▸ **SET PROBLEM**: Arrange the listing lines below, starting at the one containing "Labeling tool prompt — Object to detect: white boat" and ending at the one containing "135, 296, 151]]", as a Markdown table with columns No. and Line. Number each row and leave out any blank lines.

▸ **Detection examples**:
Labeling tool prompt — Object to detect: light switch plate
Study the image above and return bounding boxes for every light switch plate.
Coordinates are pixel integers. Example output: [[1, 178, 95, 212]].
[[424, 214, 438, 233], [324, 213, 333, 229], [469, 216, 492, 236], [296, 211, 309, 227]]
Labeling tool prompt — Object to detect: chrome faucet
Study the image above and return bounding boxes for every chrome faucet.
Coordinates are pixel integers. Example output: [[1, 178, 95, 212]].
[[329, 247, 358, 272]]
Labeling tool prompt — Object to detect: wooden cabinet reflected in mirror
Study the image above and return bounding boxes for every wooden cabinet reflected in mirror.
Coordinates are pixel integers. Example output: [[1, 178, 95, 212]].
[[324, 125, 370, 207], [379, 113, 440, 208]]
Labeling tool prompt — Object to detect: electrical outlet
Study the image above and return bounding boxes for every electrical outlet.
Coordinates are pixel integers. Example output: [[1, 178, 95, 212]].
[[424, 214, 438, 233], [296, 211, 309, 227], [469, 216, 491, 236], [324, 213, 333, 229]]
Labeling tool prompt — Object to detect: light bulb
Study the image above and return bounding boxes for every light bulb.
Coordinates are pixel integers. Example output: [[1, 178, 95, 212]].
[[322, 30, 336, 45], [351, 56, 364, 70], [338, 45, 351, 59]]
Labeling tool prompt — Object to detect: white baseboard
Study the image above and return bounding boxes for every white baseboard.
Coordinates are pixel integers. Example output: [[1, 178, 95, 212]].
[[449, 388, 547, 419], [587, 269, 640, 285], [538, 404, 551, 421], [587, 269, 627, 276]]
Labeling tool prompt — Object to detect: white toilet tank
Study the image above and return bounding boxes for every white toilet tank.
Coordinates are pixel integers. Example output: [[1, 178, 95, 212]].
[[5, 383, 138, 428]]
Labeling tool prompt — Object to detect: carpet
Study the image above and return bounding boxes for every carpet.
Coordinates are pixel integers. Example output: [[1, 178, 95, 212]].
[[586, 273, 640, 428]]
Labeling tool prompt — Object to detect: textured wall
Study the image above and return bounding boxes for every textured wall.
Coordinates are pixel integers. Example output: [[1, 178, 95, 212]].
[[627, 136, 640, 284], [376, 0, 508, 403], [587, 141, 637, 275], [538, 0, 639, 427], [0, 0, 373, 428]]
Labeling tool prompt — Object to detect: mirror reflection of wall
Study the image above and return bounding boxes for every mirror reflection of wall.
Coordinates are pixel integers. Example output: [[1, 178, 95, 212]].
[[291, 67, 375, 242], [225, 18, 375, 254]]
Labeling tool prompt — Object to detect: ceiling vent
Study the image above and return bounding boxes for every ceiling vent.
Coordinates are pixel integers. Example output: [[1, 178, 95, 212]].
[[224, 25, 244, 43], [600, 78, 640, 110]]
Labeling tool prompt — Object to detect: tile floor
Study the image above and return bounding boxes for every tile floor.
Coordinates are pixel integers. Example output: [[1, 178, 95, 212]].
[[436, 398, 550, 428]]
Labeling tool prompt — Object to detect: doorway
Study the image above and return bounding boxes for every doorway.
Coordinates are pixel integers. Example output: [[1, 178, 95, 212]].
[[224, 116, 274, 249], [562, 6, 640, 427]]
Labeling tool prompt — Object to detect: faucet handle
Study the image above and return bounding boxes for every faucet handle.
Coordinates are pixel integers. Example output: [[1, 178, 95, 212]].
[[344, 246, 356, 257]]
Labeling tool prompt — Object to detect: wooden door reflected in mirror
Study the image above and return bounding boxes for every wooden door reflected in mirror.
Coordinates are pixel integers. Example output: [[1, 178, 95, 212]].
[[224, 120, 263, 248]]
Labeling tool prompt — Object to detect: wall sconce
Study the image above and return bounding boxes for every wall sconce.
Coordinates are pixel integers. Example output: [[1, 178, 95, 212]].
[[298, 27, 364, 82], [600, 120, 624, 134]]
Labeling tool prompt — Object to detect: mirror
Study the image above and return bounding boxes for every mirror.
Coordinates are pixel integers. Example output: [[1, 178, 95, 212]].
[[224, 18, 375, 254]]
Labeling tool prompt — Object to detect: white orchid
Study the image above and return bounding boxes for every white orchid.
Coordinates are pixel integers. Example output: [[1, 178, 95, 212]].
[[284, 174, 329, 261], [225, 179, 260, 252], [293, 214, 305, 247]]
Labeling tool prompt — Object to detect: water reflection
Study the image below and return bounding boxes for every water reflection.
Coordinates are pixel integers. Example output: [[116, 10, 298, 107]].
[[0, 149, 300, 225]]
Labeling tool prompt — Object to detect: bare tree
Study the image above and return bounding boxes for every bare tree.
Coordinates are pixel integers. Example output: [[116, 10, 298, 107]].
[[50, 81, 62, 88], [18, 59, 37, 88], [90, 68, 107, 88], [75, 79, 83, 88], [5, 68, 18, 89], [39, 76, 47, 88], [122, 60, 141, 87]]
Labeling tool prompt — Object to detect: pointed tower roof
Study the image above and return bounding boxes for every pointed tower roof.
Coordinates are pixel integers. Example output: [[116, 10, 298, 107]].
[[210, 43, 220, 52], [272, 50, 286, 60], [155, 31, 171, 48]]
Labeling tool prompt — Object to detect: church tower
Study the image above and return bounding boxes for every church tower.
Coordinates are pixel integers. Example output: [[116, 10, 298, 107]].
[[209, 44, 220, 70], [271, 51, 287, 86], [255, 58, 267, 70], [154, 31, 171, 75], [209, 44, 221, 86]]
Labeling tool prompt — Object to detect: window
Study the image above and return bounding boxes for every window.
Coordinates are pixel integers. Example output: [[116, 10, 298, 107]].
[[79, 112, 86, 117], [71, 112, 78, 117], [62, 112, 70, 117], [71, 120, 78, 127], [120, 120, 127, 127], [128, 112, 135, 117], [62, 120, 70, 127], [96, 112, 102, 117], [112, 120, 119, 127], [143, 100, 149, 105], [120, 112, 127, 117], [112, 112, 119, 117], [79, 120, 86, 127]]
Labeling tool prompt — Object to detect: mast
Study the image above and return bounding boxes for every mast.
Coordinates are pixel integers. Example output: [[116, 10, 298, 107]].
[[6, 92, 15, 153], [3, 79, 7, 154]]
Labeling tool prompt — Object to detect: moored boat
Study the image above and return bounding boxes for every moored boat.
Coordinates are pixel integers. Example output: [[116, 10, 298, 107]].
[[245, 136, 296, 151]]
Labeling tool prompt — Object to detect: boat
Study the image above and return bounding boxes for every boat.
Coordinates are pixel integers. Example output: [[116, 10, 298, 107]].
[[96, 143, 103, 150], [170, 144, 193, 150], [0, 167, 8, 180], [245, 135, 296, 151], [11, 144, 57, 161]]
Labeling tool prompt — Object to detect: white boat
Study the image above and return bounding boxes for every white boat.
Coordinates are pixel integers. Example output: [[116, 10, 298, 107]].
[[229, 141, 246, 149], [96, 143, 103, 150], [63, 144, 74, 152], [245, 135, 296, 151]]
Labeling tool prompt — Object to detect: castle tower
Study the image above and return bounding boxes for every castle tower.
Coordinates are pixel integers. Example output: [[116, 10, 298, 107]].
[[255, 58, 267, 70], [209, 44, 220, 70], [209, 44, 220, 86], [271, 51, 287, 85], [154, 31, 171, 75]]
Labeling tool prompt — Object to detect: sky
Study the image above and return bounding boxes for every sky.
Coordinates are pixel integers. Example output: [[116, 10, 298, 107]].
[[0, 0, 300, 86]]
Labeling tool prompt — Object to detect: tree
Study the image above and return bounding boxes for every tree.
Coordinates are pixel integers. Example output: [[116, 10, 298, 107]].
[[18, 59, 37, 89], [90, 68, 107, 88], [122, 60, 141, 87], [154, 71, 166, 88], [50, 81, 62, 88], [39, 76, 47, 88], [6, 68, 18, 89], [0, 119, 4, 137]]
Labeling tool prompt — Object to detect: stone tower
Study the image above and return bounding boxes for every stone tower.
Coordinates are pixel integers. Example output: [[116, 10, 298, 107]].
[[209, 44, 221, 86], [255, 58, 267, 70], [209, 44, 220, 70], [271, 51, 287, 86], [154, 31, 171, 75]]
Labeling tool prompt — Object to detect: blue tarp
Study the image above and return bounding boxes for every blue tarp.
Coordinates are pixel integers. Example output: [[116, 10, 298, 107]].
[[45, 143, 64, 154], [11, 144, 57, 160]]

▸ **EXERCISE RESULT**:
| No. | Line |
|---|---|
| 1 | Labeling tool prompt — Object to detect: white boat |
| 2 | Study the image above and return bounding boxes for every white boat. |
| 3 | Coordinates are pixel integers. Example output: [[116, 10, 298, 107]]. |
| 4 | [[229, 141, 246, 149], [96, 143, 103, 150], [63, 144, 74, 152], [245, 135, 296, 151]] |